▸ Provided data

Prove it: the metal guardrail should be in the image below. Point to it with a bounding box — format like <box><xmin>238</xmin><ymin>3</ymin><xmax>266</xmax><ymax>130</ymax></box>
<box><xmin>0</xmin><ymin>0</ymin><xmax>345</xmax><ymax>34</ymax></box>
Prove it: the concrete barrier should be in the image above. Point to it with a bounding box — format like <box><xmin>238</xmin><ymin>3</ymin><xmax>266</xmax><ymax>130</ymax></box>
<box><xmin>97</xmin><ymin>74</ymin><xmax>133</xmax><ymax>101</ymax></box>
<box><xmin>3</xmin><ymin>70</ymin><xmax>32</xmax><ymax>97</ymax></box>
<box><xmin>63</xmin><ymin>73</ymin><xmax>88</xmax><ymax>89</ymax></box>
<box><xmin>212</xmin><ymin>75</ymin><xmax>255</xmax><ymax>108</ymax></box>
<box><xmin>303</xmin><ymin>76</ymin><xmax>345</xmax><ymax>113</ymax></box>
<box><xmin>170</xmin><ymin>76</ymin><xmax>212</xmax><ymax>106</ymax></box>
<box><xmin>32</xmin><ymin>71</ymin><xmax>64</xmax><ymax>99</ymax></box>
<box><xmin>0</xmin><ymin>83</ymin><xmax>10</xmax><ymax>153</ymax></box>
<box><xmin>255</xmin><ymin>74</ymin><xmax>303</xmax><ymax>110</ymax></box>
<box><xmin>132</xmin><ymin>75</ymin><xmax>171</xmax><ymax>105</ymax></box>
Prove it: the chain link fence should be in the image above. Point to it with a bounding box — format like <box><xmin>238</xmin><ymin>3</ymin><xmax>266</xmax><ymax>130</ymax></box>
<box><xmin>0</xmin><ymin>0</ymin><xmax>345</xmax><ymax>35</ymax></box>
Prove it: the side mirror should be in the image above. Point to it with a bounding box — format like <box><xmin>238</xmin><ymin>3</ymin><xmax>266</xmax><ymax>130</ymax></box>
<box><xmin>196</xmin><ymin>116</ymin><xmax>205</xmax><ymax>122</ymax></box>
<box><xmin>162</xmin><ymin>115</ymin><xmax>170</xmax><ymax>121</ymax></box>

▸ Stated exercise
Report each line above that contains the string "Point", copying every such line in full. The match is case-sensitive.

▸ Output below
Prove it: the metal guardrail should be in the image below. Point to it with a bounding box — format like <box><xmin>238</xmin><ymin>3</ymin><xmax>266</xmax><ymax>130</ymax></box>
Prove it: the concrete barrier should be in the image above. Point to it with a bounding box — format like <box><xmin>238</xmin><ymin>3</ymin><xmax>266</xmax><ymax>130</ymax></box>
Prove it: the chain link fence should be in the image above. Point to it with a bounding box — format like <box><xmin>238</xmin><ymin>3</ymin><xmax>266</xmax><ymax>130</ymax></box>
Prove it: the side mirror should be in the image above. Point to it with a bounding box — format like <box><xmin>238</xmin><ymin>3</ymin><xmax>266</xmax><ymax>130</ymax></box>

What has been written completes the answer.